--- GIVEN PASSAGE ---
---+---
It’s too early to tell how Chris Graham will perform as head of Mississippi’s Department of Revenue.
But if he’s like the last two revenue commissioners, he will soon get frustrated with the Legislature’s unwillingness to give the agency the manpower to effectively do its job.
The Department of Revenue, as with the Internal Revenue Service on the national level, pays for itself and a whole lot more.
It could bring even more cash to the state’s perpetually strapped treasury if it had more auditors to hunt down those Mississippi businesses that don’t pay their taxes.
And there are lots of them.
During the summer, one pot of pandemic relief money gave a glimpse of how many. The Legislature set aside $60 million of federal assistance to give $2,000 grants to around 29,000 small businesses. There was just one catch. The businesses had to have filed their state income taxes for the previous two years. Incredibly, about one in four had not and were disqualified.
The ease with which businesses get away with skirting their state taxes led Herb Frierson, a former lawmaker and the revenue commissioner before Graham, to observe, “It makes me wonder why anybody pays at all.”
---+---
--- EXTRACTED RECORDS ---
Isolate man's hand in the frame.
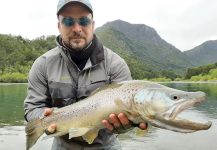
[102,113,147,133]
[43,108,56,135]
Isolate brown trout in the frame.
[26,80,211,149]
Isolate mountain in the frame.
[96,20,192,77]
[184,40,217,66]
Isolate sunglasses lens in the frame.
[62,17,91,27]
[62,17,75,27]
[79,17,90,27]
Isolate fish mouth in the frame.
[155,94,212,133]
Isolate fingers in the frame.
[118,113,130,126]
[102,113,132,133]
[43,108,56,135]
[102,120,114,131]
[45,123,56,135]
[139,122,148,130]
[43,108,53,116]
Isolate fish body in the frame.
[26,80,211,149]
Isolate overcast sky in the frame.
[0,0,217,51]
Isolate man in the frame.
[24,0,146,150]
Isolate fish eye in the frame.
[171,95,179,100]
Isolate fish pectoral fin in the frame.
[69,127,91,139]
[135,128,148,137]
[82,130,99,144]
[42,132,67,140]
[114,99,139,120]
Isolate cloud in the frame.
[0,0,217,50]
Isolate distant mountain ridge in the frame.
[184,40,217,66]
[96,20,193,75]
[0,20,217,79]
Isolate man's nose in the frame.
[72,22,82,32]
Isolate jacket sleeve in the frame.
[107,49,132,82]
[24,57,50,121]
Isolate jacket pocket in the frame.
[49,81,76,107]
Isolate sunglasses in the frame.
[60,16,91,27]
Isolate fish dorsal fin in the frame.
[82,130,99,144]
[69,127,91,139]
[90,82,122,96]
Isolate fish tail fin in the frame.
[25,119,44,150]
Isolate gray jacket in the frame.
[24,36,131,150]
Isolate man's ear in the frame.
[92,20,95,31]
[57,22,61,31]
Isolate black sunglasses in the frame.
[61,16,91,27]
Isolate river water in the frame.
[0,83,217,150]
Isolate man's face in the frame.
[58,4,94,50]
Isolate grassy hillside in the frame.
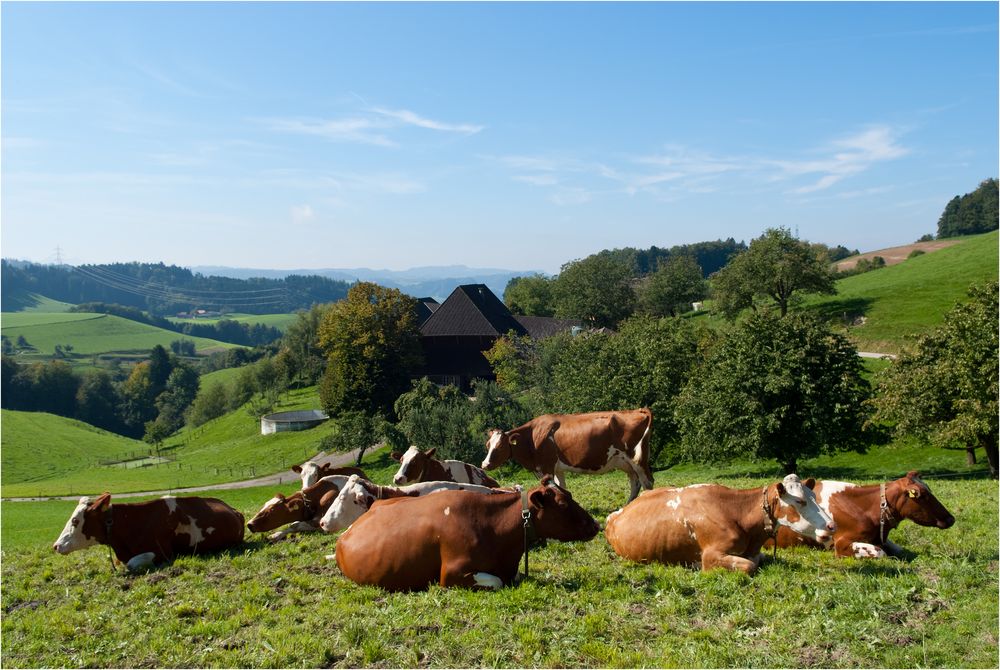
[0,312,237,357]
[0,389,329,497]
[803,232,998,353]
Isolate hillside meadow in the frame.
[0,450,1000,667]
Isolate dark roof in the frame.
[514,316,583,340]
[420,284,528,337]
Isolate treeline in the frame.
[937,179,1000,238]
[0,259,350,316]
[70,302,281,347]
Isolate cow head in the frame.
[52,493,111,554]
[768,475,837,543]
[247,491,316,533]
[482,428,523,470]
[319,475,375,533]
[292,461,332,488]
[886,470,955,528]
[390,446,437,486]
[528,475,601,542]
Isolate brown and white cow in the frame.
[336,479,600,591]
[389,446,500,488]
[247,475,357,540]
[768,470,955,558]
[319,477,510,533]
[483,408,653,501]
[52,493,243,570]
[604,475,835,574]
[292,454,368,488]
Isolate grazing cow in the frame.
[292,461,368,488]
[336,478,600,591]
[483,408,653,501]
[604,475,835,574]
[389,446,500,488]
[768,471,955,558]
[319,477,510,533]
[52,493,243,570]
[247,475,357,540]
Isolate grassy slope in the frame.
[0,389,329,497]
[2,462,1000,667]
[2,312,237,356]
[804,232,998,353]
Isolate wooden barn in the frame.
[419,284,580,389]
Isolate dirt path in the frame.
[0,450,366,502]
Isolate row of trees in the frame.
[504,228,856,328]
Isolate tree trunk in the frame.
[982,439,998,479]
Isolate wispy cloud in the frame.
[260,107,485,147]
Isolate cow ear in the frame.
[90,491,111,512]
[528,491,545,509]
---+---
--- EXERCISE INSTRUCTIONS ---
- a) In the editorial on Mississippi's Department of Revenue, how much federal assistance did the Legislature set aside for the small-business grants?
- b) In the editorial on Mississippi's Department of Revenue, rewrite the passage from "It could bring" up to and including "pay their taxes.", changing "auditors" to "investigators".
- c) Continue the editorial on Mississippi's Department of Revenue, picking up after its final sentence.

--- RESPONSES PER TASK ---
- a) $60 million

- b)
It could bring even more cash to the state’s perpetually strapped treasury if it had more investigators to hunt down those Mississippi businesses that don’t pay their taxes.

- c)
The Legislature temporarily tried to do something about this eight years ago while Ed Morgan was revenue commissioner. The solution, though, apparently worked too well.
Morgan had convinced lawmakers to give him an extra $3.5 million to hire more auditors to go after the tax cheats. He promised to bring in an extra $10 million if they would.
Morgan grossly underpromised. Collections increased by $81 million.
How did lawmakers respond? They cut Morgan’s budget the next year. Apparently, they decided they’d rather have revenue problems than have their constituents griping about being audited.
It’s absurd, right? But that’s how the government too often operates. It throws money at what doesn’t work and starves what does.